### Tasks and exercises
A. Translate into French this sentence from the passage on judicial review of policy documents: "These parallel appeals clearly demarcate the attenuated form of review which will be employed in any judicial review of a policy document."
B. Write a continuation of the passage on judicial review of policy documents, beginning right after its last sentence.

### Given passage

▼

The separate test of R (UNISON) v Lord Chancellor  UKSC 51;  AC 869, remains good law and is to be used in lieu of the tests in Refugee Legal Centre and R (S) v Director of Legal Aid Casework  EWCA Civ 464;  1 WLR 4733. The legality of a policy or delegated legislation can be challenged if it creates a real risk that it prevents access to justice. The court will make an overall evaluative assessment and may need to consider statistics as part of this assessment. However, the UNISON test is not to be conflated with the test in Gillick. The prior line of authorities on judicial review of the content of policies, other than Gillick and UNISON, should be approached with caution and read in light of the Supreme Court decisions in ex parte A and BF (Eritrea).
As stated by the court in ex parte A, ‘policies have moved increasingly centre stage in public law’.
These parallel appeals clearly demarcate the attenuated form of review which will be employed in any judicial review of a policy document.
In most cases, as there is no legal obligation to promulgate a policy document which is a comprehensive statement of the law, there can continue to be omissions from the policy so long as unlawful conduct is not authorised. However, in cases where the policy purports to provide a full account of the law—for example, if the Secretary of State’s policy document can be construed to be a complete set of instructions to her officials—the test will be whether, read as a whole, it provides a misleading picture of the true legal position. Thus, depending on the context, even if it is not incumbent upon her to detail how discretion is exercised in every case, the Secretary of State may still be required to identify broad categories of cases requiring detailed consideration.

▲

### Study material

▼

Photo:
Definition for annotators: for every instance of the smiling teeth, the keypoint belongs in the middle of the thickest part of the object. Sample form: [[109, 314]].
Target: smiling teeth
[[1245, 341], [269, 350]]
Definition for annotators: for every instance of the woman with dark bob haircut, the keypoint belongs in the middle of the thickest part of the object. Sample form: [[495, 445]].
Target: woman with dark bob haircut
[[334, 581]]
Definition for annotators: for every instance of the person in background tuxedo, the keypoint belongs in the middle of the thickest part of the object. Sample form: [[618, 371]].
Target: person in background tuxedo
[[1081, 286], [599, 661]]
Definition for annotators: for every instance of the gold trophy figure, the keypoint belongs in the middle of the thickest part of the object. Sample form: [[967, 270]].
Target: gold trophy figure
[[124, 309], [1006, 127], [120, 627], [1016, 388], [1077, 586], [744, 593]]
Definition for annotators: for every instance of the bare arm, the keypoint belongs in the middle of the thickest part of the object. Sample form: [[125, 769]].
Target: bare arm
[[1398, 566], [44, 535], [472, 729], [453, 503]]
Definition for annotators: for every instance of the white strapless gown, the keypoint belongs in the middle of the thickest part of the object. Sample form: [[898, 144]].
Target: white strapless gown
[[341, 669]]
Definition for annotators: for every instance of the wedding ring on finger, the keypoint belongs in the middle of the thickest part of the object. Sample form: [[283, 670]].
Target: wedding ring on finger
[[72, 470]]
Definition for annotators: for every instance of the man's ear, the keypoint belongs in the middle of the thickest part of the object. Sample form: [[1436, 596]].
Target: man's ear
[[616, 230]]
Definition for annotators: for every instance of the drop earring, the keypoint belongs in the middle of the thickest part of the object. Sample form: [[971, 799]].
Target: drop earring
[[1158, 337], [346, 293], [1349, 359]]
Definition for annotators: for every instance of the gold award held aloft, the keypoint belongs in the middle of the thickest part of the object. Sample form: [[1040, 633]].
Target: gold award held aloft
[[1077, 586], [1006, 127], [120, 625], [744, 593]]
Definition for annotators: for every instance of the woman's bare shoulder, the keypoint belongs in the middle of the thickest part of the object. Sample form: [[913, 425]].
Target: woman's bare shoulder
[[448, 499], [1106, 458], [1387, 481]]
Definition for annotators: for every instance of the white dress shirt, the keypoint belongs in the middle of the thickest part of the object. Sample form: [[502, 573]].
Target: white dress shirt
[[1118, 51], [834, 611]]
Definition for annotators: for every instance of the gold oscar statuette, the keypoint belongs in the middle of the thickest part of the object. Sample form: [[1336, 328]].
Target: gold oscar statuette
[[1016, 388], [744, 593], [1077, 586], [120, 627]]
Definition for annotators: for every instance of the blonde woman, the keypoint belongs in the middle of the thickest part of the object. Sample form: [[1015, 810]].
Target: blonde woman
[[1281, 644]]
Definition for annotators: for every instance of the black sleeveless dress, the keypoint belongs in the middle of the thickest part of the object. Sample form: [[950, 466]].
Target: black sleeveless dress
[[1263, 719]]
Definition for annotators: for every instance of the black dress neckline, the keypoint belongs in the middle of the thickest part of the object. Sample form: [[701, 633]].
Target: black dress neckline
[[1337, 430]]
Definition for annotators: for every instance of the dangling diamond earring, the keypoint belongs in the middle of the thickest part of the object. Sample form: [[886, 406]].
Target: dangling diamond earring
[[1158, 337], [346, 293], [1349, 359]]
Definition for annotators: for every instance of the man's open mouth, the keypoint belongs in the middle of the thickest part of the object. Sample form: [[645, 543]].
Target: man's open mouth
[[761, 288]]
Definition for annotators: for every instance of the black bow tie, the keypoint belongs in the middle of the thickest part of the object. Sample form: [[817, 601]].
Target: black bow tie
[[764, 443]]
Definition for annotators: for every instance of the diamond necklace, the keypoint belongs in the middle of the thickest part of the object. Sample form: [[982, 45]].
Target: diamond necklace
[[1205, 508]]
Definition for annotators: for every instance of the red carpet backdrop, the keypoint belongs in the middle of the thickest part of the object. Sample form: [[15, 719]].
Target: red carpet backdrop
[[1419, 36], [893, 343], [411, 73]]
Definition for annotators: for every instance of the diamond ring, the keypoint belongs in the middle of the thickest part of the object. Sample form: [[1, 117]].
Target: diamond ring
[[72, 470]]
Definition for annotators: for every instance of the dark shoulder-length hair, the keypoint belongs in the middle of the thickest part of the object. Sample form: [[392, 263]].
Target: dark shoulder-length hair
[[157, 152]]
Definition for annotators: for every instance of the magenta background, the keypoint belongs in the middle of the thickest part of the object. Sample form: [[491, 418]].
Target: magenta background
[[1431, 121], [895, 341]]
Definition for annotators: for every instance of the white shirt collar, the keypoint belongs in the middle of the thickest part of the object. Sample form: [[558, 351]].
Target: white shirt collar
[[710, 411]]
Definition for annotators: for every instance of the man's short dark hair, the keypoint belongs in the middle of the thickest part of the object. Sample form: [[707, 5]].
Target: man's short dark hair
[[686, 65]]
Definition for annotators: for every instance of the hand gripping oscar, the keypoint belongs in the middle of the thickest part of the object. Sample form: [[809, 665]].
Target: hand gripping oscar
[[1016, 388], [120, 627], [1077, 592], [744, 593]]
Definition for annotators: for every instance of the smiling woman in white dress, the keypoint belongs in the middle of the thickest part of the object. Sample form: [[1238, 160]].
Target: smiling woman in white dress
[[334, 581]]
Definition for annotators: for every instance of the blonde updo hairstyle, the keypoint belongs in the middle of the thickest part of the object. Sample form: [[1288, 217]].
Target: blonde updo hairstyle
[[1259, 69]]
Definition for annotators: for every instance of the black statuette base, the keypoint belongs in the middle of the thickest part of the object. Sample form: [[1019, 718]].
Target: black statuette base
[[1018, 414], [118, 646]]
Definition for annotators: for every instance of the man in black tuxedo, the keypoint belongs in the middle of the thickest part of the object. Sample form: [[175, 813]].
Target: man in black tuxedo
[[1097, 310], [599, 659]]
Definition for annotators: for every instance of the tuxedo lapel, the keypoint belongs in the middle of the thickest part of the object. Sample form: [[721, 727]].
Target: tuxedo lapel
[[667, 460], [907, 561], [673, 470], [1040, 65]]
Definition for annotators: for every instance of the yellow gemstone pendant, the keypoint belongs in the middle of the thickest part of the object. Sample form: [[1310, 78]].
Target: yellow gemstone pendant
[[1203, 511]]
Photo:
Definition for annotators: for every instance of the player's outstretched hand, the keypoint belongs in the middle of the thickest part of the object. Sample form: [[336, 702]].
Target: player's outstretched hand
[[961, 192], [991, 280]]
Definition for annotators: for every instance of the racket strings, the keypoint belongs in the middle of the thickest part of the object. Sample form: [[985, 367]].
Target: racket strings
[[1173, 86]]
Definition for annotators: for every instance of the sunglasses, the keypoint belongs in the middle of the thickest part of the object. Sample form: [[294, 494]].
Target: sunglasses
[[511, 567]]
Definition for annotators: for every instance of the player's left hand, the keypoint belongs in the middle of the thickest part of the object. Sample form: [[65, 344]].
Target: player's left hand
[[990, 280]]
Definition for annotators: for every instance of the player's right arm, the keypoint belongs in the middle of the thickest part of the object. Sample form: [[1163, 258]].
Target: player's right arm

▲

### Answers to the exercise
A. Ces appels parallèles délimitent clairement la forme atténuée de contrôle qui sera appliquée dans tout contrôle juridictionnel d'un document de politique.

B.
The Supreme Court considered that if the test were more demanding, there would be a practical disincentive in promulgating policy documents. The public authority would be drawn into litigation and spending large sums on legal advice in preparing guidance; and the courts would be drawn into spending their resources on answering academic questions, and reviewing and revising the drafting of policies, thereby interfering with the separation of powers. These would be contrary to the public interest. The court’s approach will certainly avoid any allegation of judicial overreach and reduce perceived uncertainty relating to the grounds for judicial review, both of which were raised in the Independent Review of Administrative Law Report on reform of judicial review.
In public law, we can expect these decisions to narrow the possible grounds for judicial review, in the same stroke as extending leniency towards public authorities in their drafting.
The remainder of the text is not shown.